Objective:
Locate each line in the rows that contains the word "shorts" and copy those lines. Treat the match as case-sensitive.

Input:
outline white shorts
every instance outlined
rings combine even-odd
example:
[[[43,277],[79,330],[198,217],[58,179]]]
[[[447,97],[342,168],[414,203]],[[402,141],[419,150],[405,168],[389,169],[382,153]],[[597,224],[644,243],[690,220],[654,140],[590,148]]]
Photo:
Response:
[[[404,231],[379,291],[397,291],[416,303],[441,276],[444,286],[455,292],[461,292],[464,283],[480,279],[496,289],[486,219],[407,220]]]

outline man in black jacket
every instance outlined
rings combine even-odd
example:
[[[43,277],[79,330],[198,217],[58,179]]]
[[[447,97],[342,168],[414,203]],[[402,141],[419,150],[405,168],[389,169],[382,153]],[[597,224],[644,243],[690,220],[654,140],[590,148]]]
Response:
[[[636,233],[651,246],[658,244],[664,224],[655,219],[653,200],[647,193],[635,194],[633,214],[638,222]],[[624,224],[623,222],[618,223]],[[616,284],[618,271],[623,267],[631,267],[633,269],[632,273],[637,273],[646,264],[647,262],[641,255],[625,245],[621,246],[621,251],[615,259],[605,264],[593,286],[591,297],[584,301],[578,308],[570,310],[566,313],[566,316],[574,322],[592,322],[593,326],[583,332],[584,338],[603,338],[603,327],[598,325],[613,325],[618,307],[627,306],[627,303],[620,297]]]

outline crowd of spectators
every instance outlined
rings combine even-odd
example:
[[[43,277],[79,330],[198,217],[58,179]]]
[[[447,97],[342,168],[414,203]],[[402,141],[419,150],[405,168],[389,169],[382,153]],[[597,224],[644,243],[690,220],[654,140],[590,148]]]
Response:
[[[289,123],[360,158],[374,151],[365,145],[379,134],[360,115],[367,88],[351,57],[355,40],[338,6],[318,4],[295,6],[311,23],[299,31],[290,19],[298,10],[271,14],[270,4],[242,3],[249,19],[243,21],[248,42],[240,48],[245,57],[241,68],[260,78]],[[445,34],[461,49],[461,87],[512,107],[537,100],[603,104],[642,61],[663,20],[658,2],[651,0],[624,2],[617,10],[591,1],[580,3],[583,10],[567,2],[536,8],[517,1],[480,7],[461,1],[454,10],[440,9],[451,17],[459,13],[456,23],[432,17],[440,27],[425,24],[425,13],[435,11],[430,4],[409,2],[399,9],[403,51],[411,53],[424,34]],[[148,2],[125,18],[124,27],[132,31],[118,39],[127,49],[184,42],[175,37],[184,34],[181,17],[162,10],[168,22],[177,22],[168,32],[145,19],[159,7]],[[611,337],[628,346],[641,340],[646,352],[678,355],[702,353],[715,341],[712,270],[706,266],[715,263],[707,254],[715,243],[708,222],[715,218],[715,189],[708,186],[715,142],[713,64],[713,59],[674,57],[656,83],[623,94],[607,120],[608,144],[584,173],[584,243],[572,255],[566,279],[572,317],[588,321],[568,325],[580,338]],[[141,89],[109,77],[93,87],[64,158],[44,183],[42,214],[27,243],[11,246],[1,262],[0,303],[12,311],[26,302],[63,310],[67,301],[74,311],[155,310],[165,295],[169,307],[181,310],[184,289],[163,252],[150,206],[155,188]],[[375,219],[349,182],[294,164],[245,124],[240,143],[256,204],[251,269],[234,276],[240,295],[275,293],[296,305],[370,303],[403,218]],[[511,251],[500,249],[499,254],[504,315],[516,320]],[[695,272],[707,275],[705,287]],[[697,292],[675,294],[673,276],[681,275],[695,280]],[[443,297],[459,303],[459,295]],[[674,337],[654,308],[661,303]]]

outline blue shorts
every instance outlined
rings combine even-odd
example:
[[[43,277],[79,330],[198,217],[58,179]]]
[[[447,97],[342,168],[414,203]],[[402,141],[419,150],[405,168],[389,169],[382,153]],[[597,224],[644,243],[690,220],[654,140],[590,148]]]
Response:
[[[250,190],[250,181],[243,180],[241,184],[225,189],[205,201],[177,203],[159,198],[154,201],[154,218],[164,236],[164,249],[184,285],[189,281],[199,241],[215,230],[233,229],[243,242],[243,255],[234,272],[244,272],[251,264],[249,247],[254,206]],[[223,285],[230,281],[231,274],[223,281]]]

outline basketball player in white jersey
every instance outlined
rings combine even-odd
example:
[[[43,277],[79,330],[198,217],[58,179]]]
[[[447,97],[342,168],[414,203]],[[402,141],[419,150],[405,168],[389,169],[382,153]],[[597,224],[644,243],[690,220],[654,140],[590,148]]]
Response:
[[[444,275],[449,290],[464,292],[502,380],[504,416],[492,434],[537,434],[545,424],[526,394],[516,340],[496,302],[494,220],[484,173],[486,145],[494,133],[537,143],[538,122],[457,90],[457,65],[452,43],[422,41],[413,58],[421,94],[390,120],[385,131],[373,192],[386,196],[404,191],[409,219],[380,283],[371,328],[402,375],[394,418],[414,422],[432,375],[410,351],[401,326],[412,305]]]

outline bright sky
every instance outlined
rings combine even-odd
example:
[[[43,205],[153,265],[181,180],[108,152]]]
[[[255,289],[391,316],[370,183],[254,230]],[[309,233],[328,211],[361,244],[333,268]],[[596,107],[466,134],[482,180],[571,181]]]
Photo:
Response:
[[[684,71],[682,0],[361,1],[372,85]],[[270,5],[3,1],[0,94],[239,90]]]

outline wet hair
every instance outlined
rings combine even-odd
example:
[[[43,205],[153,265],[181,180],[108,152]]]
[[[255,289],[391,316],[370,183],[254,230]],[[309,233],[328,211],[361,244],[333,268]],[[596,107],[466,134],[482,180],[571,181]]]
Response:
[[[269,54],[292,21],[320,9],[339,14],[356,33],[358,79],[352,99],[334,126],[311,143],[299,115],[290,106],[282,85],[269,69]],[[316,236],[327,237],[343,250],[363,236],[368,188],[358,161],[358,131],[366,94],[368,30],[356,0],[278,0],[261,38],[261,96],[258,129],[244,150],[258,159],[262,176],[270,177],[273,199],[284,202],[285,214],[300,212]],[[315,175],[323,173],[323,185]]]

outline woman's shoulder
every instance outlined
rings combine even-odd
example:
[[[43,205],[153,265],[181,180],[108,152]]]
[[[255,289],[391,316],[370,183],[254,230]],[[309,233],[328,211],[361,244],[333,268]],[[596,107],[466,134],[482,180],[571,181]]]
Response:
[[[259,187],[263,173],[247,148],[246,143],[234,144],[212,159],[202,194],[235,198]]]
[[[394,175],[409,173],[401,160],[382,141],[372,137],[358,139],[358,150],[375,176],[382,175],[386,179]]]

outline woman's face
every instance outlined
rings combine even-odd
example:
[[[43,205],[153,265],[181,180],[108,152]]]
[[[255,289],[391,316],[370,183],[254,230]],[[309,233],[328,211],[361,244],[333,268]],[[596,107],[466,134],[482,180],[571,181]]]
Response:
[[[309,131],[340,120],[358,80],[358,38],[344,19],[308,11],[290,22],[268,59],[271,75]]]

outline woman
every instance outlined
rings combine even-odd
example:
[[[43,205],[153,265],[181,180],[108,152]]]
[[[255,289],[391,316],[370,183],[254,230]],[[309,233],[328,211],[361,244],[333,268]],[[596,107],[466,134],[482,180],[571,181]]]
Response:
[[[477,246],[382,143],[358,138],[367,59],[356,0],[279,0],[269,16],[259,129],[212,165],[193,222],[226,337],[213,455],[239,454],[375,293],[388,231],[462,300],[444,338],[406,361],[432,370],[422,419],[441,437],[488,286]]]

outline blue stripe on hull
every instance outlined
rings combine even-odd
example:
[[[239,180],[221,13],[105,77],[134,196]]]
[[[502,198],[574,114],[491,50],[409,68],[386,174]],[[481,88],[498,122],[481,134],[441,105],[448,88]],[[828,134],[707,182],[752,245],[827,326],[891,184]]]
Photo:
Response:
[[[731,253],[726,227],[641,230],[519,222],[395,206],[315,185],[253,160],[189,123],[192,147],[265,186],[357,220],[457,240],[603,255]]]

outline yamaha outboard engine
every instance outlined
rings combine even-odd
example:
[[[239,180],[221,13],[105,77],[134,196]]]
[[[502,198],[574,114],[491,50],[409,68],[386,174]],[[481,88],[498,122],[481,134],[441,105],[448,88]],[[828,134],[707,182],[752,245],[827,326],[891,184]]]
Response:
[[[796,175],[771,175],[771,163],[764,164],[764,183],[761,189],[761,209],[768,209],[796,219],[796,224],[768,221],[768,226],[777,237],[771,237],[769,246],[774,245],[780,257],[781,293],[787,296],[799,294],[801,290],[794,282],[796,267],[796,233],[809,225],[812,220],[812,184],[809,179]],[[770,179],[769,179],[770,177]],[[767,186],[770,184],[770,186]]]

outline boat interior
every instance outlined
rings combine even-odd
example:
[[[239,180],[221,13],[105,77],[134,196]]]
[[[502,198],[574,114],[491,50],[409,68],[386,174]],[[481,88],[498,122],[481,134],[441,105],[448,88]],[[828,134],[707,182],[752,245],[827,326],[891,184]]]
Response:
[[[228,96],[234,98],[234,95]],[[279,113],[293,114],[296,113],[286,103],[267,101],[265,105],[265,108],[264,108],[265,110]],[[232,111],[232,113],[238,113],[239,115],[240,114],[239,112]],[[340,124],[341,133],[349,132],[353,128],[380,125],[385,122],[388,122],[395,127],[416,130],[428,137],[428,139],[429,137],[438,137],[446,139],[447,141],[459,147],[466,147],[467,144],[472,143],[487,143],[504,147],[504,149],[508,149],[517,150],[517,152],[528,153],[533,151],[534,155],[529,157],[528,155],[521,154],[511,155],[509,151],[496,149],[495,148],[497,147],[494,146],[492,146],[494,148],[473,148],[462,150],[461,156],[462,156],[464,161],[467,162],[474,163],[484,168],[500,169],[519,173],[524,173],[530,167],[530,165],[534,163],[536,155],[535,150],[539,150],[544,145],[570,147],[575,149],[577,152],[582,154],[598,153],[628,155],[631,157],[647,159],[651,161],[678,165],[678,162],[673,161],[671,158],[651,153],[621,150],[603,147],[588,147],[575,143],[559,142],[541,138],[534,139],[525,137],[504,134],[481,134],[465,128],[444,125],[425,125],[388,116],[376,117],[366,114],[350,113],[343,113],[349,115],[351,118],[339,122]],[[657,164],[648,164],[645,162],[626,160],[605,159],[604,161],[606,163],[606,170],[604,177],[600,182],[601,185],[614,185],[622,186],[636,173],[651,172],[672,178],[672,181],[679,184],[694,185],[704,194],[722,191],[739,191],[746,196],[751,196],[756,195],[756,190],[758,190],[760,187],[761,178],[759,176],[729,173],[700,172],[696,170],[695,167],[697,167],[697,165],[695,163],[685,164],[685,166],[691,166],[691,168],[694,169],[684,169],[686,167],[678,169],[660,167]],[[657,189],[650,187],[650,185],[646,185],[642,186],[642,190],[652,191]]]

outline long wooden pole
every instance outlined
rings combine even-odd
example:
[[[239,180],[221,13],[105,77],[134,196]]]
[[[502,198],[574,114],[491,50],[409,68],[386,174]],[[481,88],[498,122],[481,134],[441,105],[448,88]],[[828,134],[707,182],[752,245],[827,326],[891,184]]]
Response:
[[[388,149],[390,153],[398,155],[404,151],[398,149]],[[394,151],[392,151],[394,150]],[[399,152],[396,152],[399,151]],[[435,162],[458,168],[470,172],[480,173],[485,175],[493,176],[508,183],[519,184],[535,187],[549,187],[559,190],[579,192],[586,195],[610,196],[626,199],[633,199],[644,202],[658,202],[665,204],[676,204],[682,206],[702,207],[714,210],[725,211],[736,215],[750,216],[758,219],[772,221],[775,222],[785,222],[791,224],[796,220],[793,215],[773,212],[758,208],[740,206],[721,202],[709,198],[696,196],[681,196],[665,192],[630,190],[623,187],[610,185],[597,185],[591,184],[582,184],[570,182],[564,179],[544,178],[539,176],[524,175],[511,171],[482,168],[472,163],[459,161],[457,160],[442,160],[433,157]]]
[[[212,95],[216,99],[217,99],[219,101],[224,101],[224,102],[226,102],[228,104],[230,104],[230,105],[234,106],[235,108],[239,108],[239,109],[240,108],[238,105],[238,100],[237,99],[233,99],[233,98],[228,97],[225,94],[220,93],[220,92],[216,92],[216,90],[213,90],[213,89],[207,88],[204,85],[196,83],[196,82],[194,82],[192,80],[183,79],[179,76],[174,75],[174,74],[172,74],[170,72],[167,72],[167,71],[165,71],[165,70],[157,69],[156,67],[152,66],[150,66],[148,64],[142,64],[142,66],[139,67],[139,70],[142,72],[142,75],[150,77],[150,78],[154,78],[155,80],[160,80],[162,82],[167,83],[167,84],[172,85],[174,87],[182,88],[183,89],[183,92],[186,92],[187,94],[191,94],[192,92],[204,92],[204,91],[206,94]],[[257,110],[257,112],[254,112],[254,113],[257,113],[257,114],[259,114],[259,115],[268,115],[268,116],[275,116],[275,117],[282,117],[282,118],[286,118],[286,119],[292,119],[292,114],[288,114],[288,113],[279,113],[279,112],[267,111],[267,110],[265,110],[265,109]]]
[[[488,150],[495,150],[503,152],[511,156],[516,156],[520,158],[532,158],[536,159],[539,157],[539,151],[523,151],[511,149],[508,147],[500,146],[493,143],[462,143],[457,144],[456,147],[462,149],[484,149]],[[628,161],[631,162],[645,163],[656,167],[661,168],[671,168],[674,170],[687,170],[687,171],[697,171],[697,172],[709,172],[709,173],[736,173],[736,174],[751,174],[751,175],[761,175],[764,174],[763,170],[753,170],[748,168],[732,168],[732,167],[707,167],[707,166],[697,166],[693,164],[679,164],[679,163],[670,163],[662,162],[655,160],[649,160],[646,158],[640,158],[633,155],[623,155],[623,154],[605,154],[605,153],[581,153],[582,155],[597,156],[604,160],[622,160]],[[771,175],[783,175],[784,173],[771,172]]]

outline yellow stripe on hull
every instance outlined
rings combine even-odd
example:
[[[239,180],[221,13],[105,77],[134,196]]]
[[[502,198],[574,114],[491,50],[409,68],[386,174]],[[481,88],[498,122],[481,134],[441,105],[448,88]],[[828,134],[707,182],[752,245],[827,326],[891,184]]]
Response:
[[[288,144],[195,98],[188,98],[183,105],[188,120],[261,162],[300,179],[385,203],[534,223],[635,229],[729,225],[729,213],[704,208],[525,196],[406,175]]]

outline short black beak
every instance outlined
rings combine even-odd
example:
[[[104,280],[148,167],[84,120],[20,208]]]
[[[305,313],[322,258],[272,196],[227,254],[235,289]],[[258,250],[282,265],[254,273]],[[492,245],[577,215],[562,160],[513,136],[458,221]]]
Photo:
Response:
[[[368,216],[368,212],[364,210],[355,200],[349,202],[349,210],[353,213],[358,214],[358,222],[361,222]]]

Solution to the problem:
outline white shorts
outline blue shorts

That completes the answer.